§ Task to carry out: Update the lines from the one containing "A colleague needs bounding boxes for every cab" through the one containing "[315,261,800,398]", inclusive, by replacing "paved walkway" with "paved path" and keeping everything else unchanged.

§ Records provided:
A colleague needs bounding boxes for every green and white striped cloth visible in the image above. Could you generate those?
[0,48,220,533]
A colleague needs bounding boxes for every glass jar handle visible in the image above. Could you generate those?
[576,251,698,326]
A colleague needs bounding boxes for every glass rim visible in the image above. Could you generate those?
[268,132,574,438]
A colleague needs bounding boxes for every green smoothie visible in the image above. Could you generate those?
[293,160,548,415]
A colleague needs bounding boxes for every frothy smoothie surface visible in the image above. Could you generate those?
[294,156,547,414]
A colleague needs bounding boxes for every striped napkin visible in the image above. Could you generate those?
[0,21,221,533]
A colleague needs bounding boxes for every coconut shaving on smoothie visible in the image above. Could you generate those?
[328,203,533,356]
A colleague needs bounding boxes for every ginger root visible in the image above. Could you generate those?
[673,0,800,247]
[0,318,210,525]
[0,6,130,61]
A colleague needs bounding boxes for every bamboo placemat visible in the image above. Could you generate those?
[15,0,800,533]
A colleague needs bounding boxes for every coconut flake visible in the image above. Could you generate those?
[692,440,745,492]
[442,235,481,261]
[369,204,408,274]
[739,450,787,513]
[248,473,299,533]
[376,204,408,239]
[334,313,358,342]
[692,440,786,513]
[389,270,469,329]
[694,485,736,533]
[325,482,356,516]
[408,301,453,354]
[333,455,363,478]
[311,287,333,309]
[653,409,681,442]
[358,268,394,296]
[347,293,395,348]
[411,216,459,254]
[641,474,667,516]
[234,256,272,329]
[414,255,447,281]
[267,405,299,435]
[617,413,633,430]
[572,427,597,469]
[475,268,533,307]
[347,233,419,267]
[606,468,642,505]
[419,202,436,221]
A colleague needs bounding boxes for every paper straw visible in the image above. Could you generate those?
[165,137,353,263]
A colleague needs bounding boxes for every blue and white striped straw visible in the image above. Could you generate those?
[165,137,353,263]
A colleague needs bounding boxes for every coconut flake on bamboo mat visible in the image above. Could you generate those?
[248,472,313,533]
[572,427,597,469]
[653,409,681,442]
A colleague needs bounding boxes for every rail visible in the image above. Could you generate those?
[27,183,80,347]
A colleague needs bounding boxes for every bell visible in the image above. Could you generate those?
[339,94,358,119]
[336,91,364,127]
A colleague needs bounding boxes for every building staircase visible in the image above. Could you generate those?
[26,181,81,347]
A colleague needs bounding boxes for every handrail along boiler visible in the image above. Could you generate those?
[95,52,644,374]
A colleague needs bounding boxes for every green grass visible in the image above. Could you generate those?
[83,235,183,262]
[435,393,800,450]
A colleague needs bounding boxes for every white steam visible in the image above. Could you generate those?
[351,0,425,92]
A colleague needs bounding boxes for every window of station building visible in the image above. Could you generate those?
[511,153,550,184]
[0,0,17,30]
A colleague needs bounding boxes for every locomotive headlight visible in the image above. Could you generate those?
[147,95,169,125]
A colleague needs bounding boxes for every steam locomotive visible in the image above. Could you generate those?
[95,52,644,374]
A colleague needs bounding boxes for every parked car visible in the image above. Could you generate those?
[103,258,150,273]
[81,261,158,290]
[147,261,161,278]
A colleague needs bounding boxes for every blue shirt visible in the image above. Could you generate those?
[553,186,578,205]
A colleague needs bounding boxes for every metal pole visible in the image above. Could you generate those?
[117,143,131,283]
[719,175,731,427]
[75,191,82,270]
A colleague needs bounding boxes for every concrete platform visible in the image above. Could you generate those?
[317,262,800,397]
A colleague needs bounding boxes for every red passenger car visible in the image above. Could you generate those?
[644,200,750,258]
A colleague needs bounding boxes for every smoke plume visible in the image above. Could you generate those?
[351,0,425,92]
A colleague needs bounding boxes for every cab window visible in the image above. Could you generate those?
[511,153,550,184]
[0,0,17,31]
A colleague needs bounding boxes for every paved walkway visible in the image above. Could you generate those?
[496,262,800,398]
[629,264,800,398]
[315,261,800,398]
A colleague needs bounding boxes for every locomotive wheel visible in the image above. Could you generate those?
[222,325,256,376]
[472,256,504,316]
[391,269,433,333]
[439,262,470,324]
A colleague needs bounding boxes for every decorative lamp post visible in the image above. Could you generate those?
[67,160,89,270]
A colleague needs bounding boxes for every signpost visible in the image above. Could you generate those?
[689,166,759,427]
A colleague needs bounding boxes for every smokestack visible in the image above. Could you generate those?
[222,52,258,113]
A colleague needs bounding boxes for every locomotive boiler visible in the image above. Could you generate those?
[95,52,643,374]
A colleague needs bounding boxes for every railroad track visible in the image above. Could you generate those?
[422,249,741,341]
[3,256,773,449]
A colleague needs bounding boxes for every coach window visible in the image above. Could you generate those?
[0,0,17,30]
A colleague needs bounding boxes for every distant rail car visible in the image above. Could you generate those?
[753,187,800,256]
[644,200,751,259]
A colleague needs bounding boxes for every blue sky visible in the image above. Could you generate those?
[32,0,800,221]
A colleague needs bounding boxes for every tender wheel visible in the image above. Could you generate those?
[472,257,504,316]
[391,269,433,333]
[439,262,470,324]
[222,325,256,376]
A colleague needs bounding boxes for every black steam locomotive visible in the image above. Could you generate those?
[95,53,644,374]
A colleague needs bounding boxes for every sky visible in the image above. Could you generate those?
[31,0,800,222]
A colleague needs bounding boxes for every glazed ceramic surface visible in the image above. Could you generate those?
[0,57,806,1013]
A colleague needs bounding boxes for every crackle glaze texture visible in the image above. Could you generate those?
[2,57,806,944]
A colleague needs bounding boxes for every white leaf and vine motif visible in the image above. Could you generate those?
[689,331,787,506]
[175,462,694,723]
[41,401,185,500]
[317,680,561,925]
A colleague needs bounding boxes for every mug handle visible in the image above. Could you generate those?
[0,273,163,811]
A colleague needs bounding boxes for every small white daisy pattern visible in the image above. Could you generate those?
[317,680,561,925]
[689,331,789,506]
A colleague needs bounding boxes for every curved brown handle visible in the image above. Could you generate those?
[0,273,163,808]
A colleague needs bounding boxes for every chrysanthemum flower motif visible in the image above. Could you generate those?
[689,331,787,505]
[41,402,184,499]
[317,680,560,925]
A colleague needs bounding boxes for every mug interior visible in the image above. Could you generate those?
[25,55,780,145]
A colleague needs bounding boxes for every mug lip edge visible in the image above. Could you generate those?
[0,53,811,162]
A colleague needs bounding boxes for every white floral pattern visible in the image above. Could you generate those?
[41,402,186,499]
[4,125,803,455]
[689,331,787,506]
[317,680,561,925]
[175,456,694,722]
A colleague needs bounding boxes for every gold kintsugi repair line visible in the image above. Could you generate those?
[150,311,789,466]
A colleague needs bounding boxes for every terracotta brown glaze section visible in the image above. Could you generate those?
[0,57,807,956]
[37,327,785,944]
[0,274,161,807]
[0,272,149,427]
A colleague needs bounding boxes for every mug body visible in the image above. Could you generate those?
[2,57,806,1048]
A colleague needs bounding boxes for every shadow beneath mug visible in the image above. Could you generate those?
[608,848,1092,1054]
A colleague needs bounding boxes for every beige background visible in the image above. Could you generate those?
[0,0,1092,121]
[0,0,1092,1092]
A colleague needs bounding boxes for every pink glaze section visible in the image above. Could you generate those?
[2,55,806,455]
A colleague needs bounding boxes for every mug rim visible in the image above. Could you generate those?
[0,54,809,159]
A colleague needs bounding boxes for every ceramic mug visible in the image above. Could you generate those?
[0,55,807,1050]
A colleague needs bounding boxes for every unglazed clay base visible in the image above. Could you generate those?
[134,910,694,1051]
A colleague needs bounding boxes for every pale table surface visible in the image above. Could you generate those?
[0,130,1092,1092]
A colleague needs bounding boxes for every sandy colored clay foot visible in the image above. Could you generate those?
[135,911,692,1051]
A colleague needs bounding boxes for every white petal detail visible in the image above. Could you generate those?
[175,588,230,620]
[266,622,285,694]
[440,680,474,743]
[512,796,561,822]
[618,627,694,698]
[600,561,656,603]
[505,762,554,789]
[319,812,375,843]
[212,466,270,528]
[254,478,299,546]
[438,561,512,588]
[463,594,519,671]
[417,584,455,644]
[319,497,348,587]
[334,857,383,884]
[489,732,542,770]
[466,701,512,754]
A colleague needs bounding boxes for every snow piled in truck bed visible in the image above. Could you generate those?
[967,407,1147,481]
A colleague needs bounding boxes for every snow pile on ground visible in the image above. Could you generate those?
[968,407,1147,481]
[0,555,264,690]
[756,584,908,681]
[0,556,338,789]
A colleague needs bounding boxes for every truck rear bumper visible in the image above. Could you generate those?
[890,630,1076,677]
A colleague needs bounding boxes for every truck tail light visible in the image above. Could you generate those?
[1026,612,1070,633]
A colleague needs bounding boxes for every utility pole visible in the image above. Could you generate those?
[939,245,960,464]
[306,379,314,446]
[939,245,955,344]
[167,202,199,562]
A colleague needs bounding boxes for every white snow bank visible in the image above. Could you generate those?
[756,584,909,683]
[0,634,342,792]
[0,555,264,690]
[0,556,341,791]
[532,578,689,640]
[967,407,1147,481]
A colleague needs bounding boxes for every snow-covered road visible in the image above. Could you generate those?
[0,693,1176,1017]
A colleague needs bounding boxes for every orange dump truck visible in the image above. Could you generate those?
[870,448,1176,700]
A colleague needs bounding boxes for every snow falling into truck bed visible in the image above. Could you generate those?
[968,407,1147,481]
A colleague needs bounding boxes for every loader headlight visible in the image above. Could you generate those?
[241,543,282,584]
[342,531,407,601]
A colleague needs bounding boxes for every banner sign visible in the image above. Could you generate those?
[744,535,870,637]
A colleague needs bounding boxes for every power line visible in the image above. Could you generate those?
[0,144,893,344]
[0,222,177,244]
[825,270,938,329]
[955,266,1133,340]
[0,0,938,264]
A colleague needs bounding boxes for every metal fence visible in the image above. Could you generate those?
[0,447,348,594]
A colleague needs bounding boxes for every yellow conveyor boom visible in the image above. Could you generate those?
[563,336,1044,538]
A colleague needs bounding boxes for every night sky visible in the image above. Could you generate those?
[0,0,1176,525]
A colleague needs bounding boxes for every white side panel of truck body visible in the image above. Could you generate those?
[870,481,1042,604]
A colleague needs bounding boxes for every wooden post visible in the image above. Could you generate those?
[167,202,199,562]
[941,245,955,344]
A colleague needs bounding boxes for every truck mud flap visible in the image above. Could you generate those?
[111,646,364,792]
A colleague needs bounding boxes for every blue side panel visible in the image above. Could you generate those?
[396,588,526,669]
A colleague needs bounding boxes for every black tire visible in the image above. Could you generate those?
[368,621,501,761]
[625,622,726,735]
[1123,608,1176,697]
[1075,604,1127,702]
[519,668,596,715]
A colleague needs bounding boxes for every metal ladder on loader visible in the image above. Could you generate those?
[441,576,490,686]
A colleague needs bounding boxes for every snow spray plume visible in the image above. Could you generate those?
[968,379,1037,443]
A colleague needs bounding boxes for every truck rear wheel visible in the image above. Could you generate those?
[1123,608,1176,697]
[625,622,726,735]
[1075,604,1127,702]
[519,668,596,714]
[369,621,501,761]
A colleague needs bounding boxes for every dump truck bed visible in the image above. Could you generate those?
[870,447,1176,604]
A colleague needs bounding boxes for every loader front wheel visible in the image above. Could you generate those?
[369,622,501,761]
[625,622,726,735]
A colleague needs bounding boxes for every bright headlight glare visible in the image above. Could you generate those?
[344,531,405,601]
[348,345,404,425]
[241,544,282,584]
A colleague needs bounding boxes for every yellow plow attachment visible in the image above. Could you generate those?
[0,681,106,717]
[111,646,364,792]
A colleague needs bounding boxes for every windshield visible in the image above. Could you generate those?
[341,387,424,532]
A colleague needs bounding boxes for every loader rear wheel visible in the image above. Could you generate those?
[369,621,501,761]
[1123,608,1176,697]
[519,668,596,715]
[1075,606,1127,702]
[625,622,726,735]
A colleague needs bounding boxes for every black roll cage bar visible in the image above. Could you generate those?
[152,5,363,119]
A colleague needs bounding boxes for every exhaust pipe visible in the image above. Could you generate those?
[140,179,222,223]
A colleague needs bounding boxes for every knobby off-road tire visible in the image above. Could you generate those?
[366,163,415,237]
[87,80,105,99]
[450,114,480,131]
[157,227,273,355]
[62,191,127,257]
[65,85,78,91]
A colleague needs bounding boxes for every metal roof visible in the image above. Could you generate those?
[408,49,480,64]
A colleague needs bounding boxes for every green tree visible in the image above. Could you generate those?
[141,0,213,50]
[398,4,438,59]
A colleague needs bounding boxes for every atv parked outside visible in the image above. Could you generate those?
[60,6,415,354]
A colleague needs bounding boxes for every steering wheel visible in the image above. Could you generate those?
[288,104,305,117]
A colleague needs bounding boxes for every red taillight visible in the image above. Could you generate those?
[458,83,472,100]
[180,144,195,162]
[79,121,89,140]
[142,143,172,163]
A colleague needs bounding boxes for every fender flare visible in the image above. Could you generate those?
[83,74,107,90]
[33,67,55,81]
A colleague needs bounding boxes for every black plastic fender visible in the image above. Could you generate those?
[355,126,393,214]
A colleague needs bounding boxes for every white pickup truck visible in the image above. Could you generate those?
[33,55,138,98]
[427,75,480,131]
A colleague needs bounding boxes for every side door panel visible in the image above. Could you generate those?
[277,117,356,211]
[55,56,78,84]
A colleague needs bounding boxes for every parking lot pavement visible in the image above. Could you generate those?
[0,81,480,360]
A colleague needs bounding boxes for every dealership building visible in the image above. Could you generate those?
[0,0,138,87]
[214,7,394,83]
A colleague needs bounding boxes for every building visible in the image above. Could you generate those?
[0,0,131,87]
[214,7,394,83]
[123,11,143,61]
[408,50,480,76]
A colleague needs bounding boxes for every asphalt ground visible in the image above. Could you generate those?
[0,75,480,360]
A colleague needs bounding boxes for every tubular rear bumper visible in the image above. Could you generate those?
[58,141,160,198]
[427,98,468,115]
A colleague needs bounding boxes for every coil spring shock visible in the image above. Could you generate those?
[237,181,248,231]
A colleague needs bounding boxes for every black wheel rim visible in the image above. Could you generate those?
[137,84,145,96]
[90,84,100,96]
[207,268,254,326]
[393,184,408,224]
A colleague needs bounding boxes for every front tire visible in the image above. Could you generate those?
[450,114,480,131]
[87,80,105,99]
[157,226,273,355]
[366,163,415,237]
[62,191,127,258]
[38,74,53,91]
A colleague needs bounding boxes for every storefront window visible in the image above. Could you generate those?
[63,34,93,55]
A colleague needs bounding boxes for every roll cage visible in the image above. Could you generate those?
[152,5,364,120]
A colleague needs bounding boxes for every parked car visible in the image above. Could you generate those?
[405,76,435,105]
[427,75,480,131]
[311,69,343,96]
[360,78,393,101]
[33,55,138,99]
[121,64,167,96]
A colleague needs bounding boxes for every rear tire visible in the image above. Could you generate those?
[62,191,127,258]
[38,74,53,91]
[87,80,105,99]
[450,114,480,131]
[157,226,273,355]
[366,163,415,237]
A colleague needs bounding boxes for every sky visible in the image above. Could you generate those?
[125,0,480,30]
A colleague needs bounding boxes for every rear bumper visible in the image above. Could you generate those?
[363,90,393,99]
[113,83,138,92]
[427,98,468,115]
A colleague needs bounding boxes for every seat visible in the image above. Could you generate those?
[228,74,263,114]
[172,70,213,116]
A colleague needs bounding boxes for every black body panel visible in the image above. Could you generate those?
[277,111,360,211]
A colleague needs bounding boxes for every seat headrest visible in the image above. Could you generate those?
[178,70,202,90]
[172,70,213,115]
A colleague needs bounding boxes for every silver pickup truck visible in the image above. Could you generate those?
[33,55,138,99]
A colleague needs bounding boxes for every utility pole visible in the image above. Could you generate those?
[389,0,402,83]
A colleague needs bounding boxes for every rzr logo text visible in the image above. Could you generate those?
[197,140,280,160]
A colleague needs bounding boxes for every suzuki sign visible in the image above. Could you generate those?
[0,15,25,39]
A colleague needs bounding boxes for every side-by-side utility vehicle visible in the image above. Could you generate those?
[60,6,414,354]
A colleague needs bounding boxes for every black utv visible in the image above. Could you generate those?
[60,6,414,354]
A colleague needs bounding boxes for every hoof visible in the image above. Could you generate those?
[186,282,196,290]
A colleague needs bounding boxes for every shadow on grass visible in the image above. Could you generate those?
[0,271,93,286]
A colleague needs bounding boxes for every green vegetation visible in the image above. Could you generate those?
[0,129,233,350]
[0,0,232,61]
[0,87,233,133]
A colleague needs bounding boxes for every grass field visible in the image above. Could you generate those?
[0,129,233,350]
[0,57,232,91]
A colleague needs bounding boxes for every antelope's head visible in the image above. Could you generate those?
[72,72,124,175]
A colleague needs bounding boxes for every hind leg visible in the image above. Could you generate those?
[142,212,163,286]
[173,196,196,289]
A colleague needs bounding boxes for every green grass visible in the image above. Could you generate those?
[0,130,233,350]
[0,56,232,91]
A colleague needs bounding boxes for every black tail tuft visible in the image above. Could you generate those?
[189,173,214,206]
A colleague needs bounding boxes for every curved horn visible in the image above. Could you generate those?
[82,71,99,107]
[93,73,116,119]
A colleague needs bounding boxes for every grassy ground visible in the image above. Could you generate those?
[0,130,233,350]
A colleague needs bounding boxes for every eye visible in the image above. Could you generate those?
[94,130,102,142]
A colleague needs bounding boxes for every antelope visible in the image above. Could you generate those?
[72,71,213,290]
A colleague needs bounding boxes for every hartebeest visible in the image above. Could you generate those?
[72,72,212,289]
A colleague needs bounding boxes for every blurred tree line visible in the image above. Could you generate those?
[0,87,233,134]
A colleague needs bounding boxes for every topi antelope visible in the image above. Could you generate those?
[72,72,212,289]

§ In response:
A colleague needs bounding boxes for every cab window visible in the image above. Could you generate those?
[511,153,550,184]
[0,0,17,31]
A colleague needs bounding boxes for every paved path visible in the image above. Could you generate those?
[496,262,800,398]
[629,264,800,398]
[315,261,800,398]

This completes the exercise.